__Task objective__: Show each row below that contains the word "field", copying the row unchanged.

__Material shown__:
=======

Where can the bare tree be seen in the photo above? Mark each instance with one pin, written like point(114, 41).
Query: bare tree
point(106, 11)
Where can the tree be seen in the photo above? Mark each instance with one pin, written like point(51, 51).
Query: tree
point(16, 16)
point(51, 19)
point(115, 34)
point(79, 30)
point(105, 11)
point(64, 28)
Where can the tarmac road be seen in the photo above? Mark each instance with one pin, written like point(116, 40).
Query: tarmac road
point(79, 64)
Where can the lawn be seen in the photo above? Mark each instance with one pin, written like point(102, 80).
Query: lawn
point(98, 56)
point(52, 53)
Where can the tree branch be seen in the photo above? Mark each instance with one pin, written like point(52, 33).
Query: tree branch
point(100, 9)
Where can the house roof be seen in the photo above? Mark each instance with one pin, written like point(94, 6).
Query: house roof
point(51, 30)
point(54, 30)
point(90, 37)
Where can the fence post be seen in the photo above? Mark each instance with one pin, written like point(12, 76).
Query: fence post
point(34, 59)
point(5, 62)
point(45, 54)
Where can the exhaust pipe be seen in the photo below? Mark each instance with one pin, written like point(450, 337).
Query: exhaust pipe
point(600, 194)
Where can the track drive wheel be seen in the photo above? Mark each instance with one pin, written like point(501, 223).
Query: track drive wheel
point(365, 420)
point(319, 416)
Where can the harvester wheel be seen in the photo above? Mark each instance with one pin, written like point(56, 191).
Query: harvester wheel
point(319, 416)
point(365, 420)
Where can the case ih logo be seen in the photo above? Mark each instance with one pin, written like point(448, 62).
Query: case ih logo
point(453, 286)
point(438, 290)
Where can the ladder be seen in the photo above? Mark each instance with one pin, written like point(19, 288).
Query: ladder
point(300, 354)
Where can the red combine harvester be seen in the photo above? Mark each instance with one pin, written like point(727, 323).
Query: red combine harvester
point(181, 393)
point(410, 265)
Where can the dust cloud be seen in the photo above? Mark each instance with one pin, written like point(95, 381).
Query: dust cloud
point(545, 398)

=======

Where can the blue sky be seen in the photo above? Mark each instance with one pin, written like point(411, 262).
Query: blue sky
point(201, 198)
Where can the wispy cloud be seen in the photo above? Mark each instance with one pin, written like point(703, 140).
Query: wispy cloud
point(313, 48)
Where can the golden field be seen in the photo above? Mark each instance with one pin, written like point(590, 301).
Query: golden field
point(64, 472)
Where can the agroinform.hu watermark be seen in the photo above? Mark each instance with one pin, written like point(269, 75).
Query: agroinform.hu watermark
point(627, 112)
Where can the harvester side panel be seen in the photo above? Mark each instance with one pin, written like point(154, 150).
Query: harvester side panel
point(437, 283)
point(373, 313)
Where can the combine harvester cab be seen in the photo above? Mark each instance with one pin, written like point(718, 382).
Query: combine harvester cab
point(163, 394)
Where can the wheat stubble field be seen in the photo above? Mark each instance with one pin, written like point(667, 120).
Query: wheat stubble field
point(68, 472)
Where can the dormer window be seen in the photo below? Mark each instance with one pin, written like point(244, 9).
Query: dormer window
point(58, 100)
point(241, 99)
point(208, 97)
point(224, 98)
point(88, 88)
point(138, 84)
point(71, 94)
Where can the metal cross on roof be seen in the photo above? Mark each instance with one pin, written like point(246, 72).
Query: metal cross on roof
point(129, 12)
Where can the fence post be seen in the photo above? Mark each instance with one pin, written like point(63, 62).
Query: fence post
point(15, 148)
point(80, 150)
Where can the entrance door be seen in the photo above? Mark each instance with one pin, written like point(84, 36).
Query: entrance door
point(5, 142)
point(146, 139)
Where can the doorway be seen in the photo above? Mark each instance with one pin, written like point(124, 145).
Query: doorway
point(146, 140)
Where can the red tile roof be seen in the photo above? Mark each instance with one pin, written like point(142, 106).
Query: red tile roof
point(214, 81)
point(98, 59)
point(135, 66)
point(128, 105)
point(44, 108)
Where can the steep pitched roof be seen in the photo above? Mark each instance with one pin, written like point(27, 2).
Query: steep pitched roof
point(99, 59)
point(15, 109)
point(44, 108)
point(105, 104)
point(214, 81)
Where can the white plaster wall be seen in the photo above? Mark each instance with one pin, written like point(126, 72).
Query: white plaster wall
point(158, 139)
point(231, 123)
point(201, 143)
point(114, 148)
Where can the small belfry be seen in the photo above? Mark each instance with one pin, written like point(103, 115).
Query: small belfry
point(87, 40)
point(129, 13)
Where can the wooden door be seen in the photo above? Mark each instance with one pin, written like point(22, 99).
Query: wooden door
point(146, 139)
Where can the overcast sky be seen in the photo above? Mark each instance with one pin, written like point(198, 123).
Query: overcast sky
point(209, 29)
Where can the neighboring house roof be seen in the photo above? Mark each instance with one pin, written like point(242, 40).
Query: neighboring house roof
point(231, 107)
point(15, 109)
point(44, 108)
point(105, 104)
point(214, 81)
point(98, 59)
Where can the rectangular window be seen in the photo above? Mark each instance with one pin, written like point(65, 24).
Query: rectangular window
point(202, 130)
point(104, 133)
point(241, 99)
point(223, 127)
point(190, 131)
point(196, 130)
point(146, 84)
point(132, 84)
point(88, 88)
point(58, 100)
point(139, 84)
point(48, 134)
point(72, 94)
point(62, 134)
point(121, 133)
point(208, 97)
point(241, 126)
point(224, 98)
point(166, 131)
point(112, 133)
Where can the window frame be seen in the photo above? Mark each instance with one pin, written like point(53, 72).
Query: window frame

=======

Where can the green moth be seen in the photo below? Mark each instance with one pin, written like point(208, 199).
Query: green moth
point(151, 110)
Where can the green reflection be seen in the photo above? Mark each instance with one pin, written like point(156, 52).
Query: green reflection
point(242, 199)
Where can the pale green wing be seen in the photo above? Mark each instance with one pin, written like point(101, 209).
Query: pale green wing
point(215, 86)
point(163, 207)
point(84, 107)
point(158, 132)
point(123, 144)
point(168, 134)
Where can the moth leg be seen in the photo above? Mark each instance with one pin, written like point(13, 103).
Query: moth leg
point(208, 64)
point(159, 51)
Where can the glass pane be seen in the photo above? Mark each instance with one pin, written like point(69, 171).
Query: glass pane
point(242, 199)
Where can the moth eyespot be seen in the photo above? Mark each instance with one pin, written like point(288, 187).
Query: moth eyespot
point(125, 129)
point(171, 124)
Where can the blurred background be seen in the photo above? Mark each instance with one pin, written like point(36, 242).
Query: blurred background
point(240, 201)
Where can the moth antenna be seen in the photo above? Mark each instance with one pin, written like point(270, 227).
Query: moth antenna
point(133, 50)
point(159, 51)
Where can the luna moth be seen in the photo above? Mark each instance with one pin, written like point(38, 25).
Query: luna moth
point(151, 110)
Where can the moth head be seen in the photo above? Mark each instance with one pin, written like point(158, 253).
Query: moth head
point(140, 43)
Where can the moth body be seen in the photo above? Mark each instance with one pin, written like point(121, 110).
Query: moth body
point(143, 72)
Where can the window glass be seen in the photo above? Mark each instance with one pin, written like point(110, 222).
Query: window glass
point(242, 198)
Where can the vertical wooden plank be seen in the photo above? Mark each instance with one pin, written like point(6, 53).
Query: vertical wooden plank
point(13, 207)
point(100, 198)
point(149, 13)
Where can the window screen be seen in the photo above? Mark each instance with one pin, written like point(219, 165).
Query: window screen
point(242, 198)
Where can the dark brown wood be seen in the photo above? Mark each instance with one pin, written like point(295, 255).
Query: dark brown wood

=======

__Correct output__:
Where can the golden field be seen in the photo above? Mark each instance with one pin, written like point(590, 301).
Query: golden field
Where can the wheat stubble field be seen in the photo above? Mark each instance with one pin, written like point(667, 120).
Query: wheat stubble field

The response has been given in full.